> [SUPPLIED DATA]:
▼
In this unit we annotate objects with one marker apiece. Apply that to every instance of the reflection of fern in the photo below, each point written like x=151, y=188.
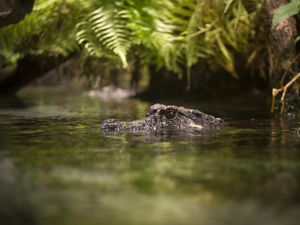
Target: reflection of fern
x=104, y=30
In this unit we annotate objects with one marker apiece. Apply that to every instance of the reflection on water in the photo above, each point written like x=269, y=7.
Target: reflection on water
x=57, y=168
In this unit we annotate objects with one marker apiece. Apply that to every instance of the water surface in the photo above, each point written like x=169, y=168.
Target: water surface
x=56, y=167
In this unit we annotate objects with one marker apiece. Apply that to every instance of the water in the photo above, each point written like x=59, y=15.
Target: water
x=57, y=168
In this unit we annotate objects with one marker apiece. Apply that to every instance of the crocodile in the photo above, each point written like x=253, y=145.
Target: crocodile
x=165, y=118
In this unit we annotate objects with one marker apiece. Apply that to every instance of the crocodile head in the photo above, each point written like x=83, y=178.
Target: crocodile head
x=168, y=118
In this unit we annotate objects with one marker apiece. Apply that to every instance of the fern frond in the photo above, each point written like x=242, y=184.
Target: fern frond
x=104, y=30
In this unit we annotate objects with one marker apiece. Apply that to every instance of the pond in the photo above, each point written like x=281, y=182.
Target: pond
x=56, y=167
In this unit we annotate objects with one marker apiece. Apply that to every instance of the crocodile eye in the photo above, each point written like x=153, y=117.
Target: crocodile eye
x=170, y=113
x=152, y=111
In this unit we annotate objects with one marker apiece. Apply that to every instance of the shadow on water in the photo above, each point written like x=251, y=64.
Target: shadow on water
x=56, y=167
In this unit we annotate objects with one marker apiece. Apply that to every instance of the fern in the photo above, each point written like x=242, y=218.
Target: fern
x=104, y=30
x=285, y=11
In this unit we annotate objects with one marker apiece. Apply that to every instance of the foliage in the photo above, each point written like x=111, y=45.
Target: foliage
x=285, y=11
x=174, y=33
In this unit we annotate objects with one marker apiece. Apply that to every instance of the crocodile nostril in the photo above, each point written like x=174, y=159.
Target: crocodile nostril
x=170, y=113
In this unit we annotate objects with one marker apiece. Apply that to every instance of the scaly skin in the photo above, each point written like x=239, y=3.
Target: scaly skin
x=165, y=118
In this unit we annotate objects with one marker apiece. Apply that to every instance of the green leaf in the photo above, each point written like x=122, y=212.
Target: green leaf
x=285, y=11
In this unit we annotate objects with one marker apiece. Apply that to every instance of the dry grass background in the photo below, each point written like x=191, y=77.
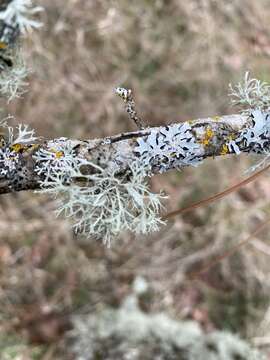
▲
> [YOUR GOAL]:
Gather each line of the records above that contains the word "shadow".

> [WORKED ANSWER]:
In this unit we annotate objects with one marker apiece. Apply that to every instance of the shadow on water in the photo above, each point written like x=251, y=64.
Target: shadow on water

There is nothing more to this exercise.